### Complete the following
1: In the XFS buffer allocation thread, what does the code do to the gfp mask when the allocation size exceeds PAGE_SIZE?
2: Pick up the XFS buffer allocation thread from its last line and continue it.

### Document section
Thanks Dave for your inputs. I have few more data points on the same.
It will be nice to know your thoughts on this.

Dave Chinner <dgc@kernel.org> writes:

> On Sun, Apr 05, 2026 at 06:33:59AM +0530, Ritesh Harjani wrote:
>> Dave Chinner <dgc@kernel.org> writes:
>> 
>> > On Fri, Apr 03, 2026 at 04:35:46PM +0100, Matthew Wilcox wrote:
>> >> This is with commit 5619b098e2fb so after 7.0-rc6
>> >> INFO: task fsstress:3762792 blocked on a semaphore likely last held by task fsstress:3762793
>> >> task:fsstress        state:D stack:0     pid:3762793 tgid:3762793 ppid:3762783 task_flags:0x440140 flags:0x00080800
>> >> Call Trace:
>> >>  <TASK>
>> >>  __schedule+0x560/0xfc0
>> >>  schedule+0x3e/0x140
>> >>  schedule_timeout+0x84/0x110
>> >>  ? __pfx_process_timeout+0x10/0x10
>> >>  io_schedule_timeout+0x5b/0x80
>> >>  xfs_buf_alloc+0x793/0x7d0
>> >
>> > -ENOMEM.
>> >
>> > It'll be looping here:
>> >
>> > fallback:
>> >         for (;;) {
>> >                 bp->b_addr = __vmalloc(size, gfp_mask);
>> >                 if (bp->b_addr)
>> >                         break;
>> >                 if (flags & XBF_READ_AHEAD)
>> >                         return -ENOMEM;
>> >                 XFS_STATS_INC(bp->b_mount, xb_page_retries);
>> >                 memalloc_retry_wait(gfp_mask);
>> >         }
>> >
>> > If it is looping here long enough to trigger the hang check timer,
>> > then the MM subsystem is not making progress reclaiming memory. This
>> 
>> Hi Dave,
>> 
>> If that's the case and if we expect the MM subsystem to do memory
>> reclaim, shouldn't we be passing the __GFP_DIRECT_RECLAIM flag to our
>> fallback loop? I see that we might have cleared this flag and also set
>> __GFP_NORETRY, in the above if condition if allocation size is >PAGE_SIZE.
>> 
>> So shouldn't we do?
>> 
>>         if (size > PAGE_SIZE) {
>>                 if (!is_power_of_2(size))
>>                         goto fallback;
>> -               gfp_mask &= ~__GFP_DIRECT_RECLAIM;
>> -               gfp_mask |= __GFP_NORETRY;
>> +               gfp_t alloc_gfp = (gfp_mask & ~__GFP_DIRECT_RECLAIM) | __GFP_NORETRY;
>> +               folio = folio_alloc(alloc_gfp, get_order(size));
>> +       } else {
>> +               folio = folio_alloc(gfp_mask, get_order(size));
>>         }
>> -       folio = folio_alloc(gfp_mask, get_order(size));
>>         if (!folio) {
>>                 if (size <= PAGE_SIZE)

### Dataset content
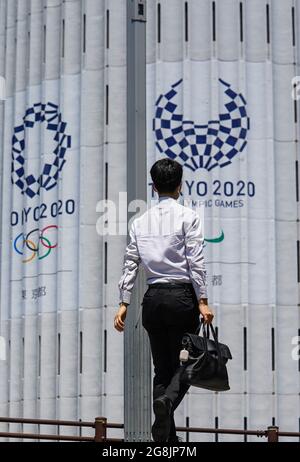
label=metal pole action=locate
[267,426,279,443]
[94,417,107,443]
[124,0,151,441]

### Final answers
1: It clears __GFP_DIRECT_RECLAIM and sets __GFP_NORETRY.

2:
>>                         return -ENOMEM;
>>                 trace_xfs_buf_backing_fallback(bp, _RET_IP_);
>>                 goto fallback;
>>         }
>
> Possibly.
>
> That said, we really don't want stuff like compaction to
> run here -ever- because of how expensive it is for hot paths when
> memory is low, and the only knob we have to control that is
> __GFP_DIRECT_RECLAIM.
>

Looking at __alloc_pages_direct_compact(), it returns immediately for
order=0 allocations.


> However, turning off direct reclaim should make no difference in
> the long run because vmalloc is only trying to allocate a batch of
> single page folios.
>
> If we are in low memory situations where no single page folios are
> not available, then even for a NORETRY/no direct reclaim allocation
> the expectation is that the failed allocation attempt would be
> kicking kswapd to perform background memory reclaim.
>
> This is especially true when the allocation is GFP_NOFS/GFP_NOIO
> even with direct reclaim turned on - if all the memory is held in
> shrinkable fs/vfs caches then direct reclaim cannot reclaim anything
> filesystem/IO related.
>

So, looking at the logs from Matthew, I think, this case might have
benefitted from __GFP_DIRECT_RECLAIM, because we have many clean
inactive file pages. So theoritically, IMO direct reclaim should be able
to use one of those clean file pages (after it gets direct-reclaimed)

      nr_zone_inactive_file 62769
      nr_zone_write_pending 0


> i.e. background reclaim making forwards progress is absolutely
> necessary for any sort of "nofail" allocation loop to succeed
> regardless of whether direct reclaim is enabled or not.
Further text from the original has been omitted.